§ **What to do**
Please gather every line of the data below that contains the word "door" and copy each one in full.

--- Exercise materials ---

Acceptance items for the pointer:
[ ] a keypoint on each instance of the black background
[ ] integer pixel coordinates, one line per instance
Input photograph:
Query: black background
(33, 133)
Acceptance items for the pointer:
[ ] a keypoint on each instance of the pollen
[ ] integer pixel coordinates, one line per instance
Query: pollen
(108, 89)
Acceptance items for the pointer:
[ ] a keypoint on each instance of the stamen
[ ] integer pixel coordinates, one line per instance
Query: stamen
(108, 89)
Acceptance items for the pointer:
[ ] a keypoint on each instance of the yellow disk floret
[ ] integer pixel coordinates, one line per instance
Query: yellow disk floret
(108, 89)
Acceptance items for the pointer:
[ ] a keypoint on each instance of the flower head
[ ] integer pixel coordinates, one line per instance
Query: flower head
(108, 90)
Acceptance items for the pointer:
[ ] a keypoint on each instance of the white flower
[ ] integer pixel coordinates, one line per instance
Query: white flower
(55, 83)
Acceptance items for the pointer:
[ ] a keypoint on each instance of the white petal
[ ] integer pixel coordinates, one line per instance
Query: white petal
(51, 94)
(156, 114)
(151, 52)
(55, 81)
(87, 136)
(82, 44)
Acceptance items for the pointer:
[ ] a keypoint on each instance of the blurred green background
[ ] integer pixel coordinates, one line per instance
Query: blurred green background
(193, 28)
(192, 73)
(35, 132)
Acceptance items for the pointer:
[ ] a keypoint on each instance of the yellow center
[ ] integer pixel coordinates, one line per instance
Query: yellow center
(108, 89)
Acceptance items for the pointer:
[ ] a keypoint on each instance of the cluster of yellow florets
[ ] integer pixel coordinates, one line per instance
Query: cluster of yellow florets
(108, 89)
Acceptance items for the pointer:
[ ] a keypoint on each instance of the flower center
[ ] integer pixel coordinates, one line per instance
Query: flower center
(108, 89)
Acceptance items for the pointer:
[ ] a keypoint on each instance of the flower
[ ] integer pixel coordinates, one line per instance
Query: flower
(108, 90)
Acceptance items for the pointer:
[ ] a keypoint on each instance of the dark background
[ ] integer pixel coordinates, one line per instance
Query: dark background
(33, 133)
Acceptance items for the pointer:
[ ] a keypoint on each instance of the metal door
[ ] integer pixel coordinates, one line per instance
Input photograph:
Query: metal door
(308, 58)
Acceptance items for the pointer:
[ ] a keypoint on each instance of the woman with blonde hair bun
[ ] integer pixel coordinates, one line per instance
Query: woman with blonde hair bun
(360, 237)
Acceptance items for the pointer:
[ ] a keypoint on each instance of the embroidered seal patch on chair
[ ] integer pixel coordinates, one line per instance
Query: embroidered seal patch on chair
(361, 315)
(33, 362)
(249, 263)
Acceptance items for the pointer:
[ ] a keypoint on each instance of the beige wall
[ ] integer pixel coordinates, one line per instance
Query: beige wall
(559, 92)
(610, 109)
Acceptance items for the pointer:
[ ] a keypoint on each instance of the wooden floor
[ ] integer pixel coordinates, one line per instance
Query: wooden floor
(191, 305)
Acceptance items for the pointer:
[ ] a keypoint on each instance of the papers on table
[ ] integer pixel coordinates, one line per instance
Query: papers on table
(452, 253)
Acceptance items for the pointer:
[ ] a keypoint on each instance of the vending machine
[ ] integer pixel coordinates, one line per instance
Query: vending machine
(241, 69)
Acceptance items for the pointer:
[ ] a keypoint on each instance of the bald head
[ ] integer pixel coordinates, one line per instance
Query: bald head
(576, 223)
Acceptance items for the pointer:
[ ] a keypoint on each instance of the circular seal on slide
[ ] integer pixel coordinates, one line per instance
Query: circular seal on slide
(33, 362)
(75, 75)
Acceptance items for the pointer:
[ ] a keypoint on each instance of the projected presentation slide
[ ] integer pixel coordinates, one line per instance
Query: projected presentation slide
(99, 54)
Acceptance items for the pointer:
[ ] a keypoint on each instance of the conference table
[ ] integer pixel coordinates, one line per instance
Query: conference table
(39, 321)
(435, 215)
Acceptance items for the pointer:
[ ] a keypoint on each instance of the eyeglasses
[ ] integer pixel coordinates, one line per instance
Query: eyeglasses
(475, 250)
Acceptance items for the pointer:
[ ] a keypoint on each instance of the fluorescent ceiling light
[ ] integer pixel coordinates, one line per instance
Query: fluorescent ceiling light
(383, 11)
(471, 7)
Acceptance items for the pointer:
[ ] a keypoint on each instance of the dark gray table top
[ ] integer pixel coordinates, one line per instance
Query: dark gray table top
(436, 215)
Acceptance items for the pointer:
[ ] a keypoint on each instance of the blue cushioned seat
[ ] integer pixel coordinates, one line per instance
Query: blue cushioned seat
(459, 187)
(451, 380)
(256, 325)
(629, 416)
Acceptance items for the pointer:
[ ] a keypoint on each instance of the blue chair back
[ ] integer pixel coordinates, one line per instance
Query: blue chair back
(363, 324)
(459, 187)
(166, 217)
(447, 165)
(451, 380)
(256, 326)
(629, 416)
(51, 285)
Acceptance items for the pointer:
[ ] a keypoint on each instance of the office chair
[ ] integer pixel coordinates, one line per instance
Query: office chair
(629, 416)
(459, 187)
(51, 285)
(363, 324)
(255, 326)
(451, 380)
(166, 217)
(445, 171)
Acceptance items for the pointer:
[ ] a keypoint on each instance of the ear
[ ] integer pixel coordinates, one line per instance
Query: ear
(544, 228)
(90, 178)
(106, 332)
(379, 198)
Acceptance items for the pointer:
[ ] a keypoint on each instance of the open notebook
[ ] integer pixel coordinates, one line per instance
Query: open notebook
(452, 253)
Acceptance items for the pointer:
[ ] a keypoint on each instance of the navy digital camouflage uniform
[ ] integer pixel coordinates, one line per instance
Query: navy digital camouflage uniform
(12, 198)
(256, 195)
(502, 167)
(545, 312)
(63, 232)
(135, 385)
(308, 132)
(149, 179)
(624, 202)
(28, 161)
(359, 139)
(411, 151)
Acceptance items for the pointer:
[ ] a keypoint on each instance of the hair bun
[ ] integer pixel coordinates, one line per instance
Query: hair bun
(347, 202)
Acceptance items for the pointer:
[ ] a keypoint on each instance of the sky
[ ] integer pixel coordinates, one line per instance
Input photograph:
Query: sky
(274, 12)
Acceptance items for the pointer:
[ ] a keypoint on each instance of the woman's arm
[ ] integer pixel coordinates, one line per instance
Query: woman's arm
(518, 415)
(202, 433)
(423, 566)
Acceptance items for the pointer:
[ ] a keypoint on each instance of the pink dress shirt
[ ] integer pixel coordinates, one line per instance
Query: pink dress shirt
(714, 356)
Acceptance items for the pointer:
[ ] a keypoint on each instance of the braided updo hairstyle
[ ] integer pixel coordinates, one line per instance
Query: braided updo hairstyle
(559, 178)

---

§ **Solution for this exercise**
[ ] a keypoint on each instance of the metal door
Query: metal door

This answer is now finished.